### WORK INSTRUCTIONS
Reproduce the records below exactly, leaving their images out.
Segment Open
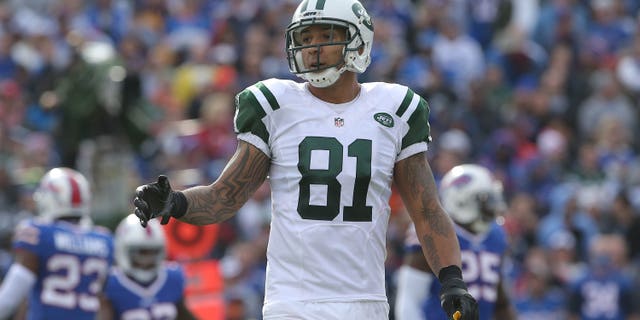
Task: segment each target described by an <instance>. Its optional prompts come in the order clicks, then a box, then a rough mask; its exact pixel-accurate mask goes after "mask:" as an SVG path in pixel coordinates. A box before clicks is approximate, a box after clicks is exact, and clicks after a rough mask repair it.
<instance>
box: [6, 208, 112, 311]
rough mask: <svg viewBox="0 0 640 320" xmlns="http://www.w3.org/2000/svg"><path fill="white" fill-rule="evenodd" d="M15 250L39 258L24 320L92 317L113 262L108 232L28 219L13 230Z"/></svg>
mask: <svg viewBox="0 0 640 320" xmlns="http://www.w3.org/2000/svg"><path fill="white" fill-rule="evenodd" d="M13 247H14V249H15V250H26V251H29V252H31V253H33V254H34V255H36V256H37V257H38V271H37V281H36V283H35V285H34V288H33V289H32V290H31V293H30V295H29V302H28V308H29V309H28V310H29V311H28V314H27V319H94V318H95V313H96V312H97V311H98V308H99V306H100V303H99V301H98V297H97V294H98V292H99V291H100V290H101V288H102V284H103V282H104V280H105V279H106V277H107V276H108V273H109V268H110V266H111V264H112V262H113V239H112V237H111V233H110V232H109V231H108V230H107V229H104V228H101V227H93V228H88V227H85V226H78V225H73V224H71V223H67V222H64V221H58V222H54V223H50V222H44V221H41V220H39V219H29V220H25V221H22V222H21V223H20V224H19V225H18V226H17V228H16V232H15V235H14V239H13Z"/></svg>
Segment Closed
### SOLUTION TO THE PROBLEM
Task: segment each target described by an <instance>. Its optional prompts come in the order clicks, then a box, then a rough mask; its exact pixel-accurate mask goes after "mask:" as an SVG path in pixel coordinates. A box before clicks is approximate, a box after clicks is exact, and clicks after a rough mask repair it.
<instance>
box: [6, 208, 112, 311]
rough mask: <svg viewBox="0 0 640 320" xmlns="http://www.w3.org/2000/svg"><path fill="white" fill-rule="evenodd" d="M15 250L39 258L24 320L92 317L113 262L108 232L28 219L13 230Z"/></svg>
mask: <svg viewBox="0 0 640 320" xmlns="http://www.w3.org/2000/svg"><path fill="white" fill-rule="evenodd" d="M13 247H14V249H15V250H26V251H29V252H31V253H33V254H34V255H36V256H37V257H38V271H37V281H36V283H35V285H34V288H33V289H32V290H31V293H30V295H29V302H28V308H29V309H28V310H29V311H28V314H27V319H94V318H95V313H96V312H97V311H98V308H99V306H100V303H99V301H98V297H97V294H98V292H99V291H100V290H101V288H102V284H103V282H104V280H105V279H106V277H107V276H108V273H109V268H110V266H111V264H112V262H113V239H112V237H111V233H110V232H109V231H108V230H107V229H104V228H101V227H93V228H88V227H85V226H78V225H73V224H71V223H67V222H64V221H58V222H54V223H50V222H44V221H41V220H39V219H29V220H25V221H22V222H21V223H20V224H19V225H18V226H17V228H16V232H15V235H14V239H13Z"/></svg>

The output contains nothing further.